====== Working data ======

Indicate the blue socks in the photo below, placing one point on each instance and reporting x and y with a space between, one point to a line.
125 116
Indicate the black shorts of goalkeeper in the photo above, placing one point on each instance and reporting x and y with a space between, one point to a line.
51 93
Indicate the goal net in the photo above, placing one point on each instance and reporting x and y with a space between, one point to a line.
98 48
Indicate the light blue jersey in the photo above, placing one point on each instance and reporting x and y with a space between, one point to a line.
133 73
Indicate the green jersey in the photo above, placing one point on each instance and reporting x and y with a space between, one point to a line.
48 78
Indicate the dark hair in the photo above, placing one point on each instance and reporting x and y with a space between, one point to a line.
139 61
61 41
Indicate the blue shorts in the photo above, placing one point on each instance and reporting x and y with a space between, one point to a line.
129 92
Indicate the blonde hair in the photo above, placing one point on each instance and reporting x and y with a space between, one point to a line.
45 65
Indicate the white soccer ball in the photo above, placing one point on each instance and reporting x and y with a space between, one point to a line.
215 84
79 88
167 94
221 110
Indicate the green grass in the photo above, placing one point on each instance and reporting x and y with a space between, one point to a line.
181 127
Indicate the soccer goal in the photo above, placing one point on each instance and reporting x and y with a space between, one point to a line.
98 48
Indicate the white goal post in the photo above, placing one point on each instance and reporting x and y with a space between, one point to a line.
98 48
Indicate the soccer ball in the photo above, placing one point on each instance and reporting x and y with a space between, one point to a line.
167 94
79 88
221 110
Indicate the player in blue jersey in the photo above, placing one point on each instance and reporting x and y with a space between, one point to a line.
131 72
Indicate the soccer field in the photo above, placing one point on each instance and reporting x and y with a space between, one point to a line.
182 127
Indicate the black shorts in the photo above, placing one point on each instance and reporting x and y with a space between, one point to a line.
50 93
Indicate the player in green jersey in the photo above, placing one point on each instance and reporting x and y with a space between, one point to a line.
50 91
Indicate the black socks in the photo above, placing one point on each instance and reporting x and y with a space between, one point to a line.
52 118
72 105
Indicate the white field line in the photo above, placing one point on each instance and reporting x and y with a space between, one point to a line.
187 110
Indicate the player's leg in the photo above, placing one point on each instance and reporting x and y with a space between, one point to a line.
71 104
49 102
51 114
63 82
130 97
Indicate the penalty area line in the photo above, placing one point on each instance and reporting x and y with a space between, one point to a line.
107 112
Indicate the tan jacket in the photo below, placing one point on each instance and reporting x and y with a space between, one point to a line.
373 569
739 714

======

Repeat only the stretch of lines that begins at the line containing "Indicate the white field" and ends at the last line above, both included.

Indicate the white field line in the photo above, placing one point on each instance and reporting x and y with a space between, one point to a line.
187 110
Indicate the player's leg in the photo above, placing one point on each instance and reporting x and y with a space between, one point to a line.
71 104
49 102
51 114
63 82
130 97
Indicate the penalty area line in the photo above, placing one point on each instance and reporting x and y with a space between, one point to a line.
107 112
Indicate the tan jacket in the photo below, placing one point on each instance and reporting x and y with a space between, one point to a line.
373 569
739 714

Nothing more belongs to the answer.